▸ **WHAT YOU HAVE TO DO**: Rewrite the entries from the line containing "Target: creamy dressing drizzle" through the last line of the entries, inclusive, changing "Pixel coordinates" to "Image coordinates" and leaving everything else as it is. Omit the pictures from your answer.

>> Start

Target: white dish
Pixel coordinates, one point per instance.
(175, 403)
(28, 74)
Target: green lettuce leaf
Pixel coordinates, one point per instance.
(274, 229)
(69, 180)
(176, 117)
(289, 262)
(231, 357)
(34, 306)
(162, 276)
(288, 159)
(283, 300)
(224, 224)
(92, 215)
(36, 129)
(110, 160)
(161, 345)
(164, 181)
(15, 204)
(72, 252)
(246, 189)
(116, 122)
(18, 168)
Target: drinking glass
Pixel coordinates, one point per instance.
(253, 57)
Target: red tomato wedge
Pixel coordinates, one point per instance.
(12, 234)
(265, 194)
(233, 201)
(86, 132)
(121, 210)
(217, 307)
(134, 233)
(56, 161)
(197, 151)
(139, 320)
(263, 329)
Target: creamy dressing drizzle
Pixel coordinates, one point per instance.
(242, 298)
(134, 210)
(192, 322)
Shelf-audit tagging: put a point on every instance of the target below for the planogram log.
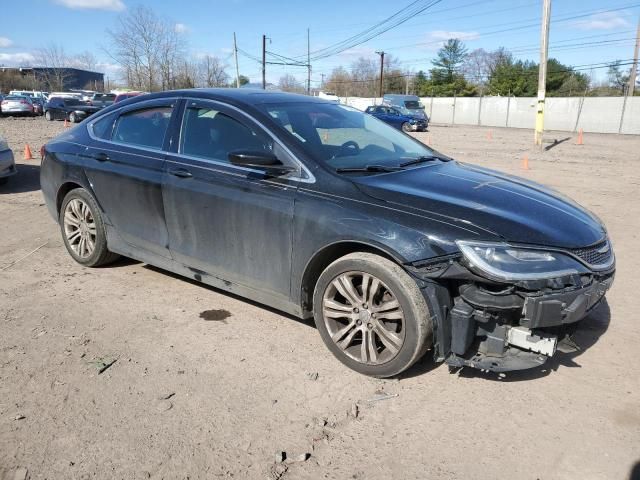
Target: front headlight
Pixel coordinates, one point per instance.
(501, 261)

>> End

▸ **WRITTEN RESPONSE**:
Target: creamy dressing drizzle
Image coordinates, one point per instance.
(242, 298)
(134, 210)
(192, 322)
Shelf-audit tagging: put a point on every instance of the target below for the planogram log.
Target: front headlight
Image coordinates, one point per instance.
(501, 261)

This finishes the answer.